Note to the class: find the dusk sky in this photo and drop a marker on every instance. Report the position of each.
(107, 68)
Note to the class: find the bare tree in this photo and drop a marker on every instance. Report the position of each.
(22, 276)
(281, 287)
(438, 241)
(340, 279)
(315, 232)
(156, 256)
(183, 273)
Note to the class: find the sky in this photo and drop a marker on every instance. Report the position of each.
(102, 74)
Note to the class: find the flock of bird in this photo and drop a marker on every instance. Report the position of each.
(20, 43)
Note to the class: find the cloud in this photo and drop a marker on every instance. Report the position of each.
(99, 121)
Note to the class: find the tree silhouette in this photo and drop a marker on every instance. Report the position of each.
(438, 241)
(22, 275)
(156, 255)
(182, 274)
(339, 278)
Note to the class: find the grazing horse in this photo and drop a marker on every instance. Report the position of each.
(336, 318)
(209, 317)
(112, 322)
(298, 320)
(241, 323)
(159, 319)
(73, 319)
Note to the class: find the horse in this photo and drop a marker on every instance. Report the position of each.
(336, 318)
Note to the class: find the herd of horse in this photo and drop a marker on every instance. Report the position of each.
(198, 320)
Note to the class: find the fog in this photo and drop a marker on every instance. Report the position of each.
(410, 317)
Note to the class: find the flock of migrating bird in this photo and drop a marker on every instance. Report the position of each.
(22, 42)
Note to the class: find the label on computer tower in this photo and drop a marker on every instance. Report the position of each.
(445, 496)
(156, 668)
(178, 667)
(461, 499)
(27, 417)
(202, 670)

************

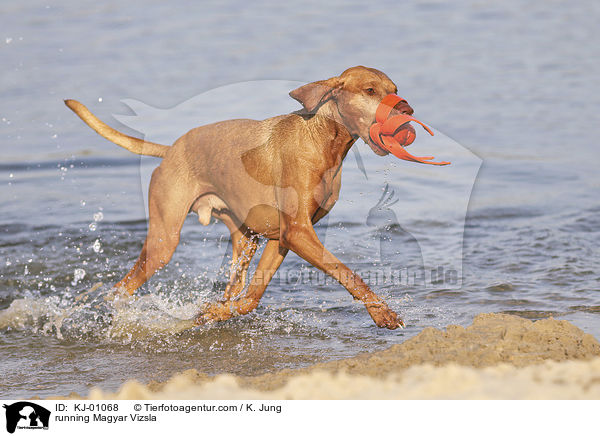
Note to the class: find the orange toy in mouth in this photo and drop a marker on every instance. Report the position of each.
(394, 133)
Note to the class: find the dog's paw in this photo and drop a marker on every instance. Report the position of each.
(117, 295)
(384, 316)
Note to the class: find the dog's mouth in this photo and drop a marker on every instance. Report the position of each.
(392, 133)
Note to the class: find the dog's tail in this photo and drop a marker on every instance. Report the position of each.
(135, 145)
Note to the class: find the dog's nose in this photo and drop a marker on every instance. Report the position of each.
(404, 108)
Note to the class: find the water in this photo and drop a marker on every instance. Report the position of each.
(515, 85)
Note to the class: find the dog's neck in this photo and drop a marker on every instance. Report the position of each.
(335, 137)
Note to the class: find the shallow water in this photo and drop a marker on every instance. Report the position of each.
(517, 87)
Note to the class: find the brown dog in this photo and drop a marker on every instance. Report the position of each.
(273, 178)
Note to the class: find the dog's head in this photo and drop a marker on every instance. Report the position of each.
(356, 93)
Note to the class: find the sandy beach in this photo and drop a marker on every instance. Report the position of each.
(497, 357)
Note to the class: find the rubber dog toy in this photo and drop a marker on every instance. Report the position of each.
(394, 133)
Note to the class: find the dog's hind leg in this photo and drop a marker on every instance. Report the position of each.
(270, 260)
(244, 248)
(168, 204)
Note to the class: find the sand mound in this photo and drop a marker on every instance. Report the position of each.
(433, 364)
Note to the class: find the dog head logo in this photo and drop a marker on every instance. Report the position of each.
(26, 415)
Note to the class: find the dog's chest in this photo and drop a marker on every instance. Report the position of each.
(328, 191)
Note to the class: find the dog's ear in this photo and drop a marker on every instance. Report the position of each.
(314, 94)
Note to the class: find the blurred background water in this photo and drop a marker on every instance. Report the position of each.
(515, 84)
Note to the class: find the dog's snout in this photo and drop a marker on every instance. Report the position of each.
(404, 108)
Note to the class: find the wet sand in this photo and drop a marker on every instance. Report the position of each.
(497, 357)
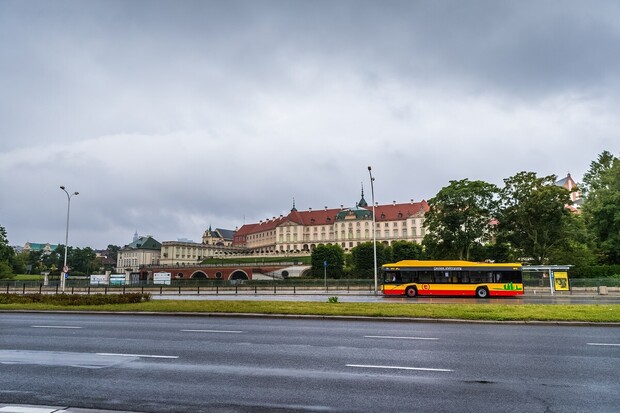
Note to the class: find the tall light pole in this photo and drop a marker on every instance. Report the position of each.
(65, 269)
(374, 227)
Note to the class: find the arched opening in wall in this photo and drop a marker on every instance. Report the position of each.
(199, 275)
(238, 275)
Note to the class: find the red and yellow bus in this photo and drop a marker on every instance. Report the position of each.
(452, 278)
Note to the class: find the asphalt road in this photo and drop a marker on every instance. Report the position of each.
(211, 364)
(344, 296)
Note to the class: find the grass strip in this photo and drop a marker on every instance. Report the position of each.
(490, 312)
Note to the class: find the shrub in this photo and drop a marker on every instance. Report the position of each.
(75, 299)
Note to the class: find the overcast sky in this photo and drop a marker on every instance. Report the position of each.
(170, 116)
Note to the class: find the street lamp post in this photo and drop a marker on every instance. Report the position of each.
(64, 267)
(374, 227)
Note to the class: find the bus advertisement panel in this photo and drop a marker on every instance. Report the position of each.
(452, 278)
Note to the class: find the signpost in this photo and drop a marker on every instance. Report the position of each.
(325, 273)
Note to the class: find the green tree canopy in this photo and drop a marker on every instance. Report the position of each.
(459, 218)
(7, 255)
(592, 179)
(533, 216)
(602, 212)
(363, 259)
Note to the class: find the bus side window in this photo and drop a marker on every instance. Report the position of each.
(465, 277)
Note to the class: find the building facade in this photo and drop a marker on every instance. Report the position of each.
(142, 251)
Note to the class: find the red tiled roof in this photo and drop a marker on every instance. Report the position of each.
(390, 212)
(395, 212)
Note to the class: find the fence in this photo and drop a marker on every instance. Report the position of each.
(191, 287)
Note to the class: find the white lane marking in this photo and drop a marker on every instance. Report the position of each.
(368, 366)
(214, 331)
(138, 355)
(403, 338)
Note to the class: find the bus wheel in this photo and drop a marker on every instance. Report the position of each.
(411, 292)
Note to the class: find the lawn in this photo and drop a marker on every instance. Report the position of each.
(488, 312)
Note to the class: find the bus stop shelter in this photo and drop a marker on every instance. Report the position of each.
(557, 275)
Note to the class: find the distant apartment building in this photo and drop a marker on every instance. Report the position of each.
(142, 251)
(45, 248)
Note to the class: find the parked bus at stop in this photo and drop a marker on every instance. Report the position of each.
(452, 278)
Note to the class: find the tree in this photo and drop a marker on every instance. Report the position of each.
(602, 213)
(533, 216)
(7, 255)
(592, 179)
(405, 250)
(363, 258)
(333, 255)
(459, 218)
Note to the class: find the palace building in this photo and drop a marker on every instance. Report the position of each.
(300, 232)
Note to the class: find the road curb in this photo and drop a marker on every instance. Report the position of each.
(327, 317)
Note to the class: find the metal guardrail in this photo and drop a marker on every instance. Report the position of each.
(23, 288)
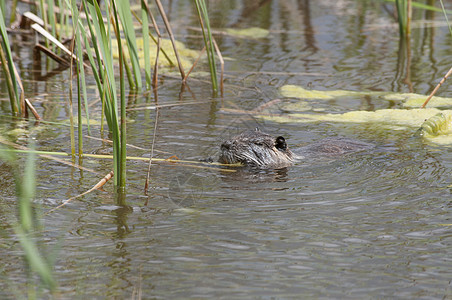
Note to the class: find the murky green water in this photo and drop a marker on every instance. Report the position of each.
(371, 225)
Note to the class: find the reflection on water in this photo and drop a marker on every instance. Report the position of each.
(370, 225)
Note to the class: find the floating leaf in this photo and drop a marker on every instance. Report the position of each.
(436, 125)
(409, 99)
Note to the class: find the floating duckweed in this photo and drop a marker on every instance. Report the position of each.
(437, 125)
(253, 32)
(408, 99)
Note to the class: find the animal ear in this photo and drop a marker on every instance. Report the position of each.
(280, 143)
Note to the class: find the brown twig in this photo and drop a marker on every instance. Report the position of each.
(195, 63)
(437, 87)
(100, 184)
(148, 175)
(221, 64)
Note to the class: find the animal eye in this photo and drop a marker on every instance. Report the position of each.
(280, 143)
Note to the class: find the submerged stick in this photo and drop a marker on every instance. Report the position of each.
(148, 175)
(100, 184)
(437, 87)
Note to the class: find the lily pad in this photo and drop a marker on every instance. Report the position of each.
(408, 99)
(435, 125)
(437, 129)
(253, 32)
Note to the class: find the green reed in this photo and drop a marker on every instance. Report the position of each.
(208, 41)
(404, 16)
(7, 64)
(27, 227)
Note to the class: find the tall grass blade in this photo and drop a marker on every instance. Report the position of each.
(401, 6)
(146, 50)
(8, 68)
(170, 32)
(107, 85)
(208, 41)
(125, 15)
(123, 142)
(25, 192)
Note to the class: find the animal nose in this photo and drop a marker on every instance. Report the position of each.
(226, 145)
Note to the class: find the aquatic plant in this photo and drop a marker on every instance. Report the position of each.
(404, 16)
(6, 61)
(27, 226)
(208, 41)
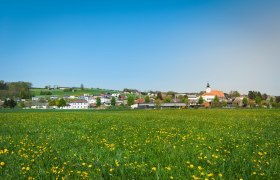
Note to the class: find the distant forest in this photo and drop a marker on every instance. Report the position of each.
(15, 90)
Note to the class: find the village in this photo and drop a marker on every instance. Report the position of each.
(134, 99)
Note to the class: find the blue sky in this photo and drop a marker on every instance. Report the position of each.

************

> Do this: How many lines in the two blocks above contain the word "road"? Give only the number.

> Answer to the task: 2